Dataset excerpt
----------------

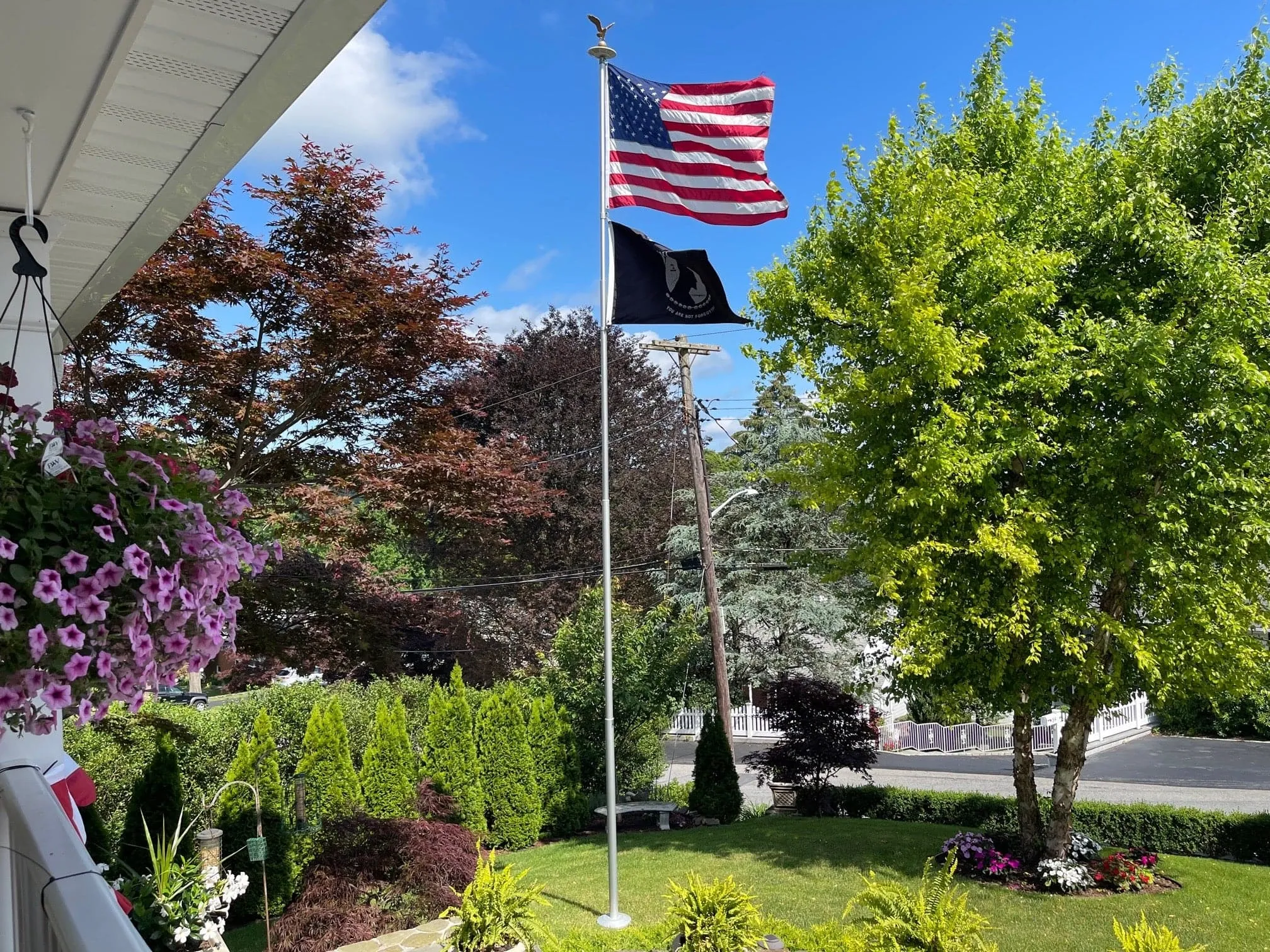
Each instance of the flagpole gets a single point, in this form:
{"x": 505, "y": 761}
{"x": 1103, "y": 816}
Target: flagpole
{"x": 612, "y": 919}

----------------

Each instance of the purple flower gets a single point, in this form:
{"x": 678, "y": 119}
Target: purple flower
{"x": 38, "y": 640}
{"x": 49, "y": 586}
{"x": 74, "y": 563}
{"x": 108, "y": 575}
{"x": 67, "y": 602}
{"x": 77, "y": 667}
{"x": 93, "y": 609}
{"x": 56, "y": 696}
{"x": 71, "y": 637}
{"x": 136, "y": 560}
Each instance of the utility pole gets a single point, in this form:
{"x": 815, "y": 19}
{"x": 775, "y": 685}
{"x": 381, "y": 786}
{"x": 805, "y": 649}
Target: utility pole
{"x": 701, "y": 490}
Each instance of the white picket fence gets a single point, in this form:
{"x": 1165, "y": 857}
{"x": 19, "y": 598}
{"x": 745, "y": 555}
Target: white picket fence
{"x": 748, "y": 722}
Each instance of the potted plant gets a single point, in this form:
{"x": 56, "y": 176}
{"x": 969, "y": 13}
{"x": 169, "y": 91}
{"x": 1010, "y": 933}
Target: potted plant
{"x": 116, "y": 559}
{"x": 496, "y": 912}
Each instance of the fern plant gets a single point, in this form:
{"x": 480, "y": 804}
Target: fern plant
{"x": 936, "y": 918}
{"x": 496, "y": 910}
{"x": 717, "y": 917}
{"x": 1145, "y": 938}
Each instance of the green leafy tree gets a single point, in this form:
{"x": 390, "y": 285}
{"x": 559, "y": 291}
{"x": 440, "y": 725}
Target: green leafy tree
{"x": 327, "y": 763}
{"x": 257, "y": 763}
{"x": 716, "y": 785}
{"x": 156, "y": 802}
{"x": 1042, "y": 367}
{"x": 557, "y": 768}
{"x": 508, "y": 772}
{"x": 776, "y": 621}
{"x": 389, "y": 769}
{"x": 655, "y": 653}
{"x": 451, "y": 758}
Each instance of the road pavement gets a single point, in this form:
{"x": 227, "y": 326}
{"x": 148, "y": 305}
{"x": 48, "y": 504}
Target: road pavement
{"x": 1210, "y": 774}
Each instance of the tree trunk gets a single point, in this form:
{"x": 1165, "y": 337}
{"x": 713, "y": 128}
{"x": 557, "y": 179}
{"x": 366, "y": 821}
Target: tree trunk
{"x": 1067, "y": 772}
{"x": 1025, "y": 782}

----------------

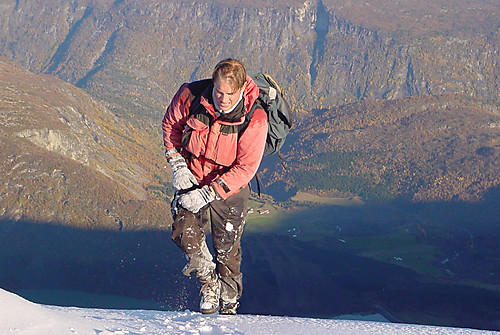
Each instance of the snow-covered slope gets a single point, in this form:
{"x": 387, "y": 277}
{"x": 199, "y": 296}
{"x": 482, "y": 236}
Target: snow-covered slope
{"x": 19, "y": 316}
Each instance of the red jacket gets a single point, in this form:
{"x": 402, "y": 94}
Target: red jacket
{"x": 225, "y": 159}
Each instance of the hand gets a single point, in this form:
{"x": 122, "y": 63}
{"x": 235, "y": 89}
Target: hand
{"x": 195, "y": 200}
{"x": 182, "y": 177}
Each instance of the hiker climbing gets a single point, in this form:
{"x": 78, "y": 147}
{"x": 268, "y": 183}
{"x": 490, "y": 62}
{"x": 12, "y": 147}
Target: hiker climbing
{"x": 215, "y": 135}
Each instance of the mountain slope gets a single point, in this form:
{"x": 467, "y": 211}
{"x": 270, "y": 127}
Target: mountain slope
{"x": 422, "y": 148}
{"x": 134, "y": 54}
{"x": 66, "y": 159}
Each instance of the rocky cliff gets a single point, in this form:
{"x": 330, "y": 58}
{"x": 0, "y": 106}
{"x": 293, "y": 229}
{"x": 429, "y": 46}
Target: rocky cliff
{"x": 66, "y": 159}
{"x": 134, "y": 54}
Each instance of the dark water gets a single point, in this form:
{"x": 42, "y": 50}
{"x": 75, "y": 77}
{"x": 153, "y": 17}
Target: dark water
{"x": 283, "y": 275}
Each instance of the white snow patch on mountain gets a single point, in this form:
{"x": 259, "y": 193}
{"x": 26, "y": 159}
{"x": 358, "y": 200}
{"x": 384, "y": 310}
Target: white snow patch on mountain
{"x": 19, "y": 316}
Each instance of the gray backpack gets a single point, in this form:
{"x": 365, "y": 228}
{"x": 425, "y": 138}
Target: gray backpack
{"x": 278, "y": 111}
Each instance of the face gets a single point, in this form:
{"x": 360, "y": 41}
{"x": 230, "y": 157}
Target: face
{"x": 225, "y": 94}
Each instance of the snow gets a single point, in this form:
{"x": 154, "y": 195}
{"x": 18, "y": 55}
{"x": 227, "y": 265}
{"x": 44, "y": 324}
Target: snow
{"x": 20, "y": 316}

----------------

Which lines of the excerpt contain the word "leafy"? Pull out every one of them, counting a match only when the case is the same.

Each instance of the green leafy tree gets a single point, in this form:
Target: green leafy tree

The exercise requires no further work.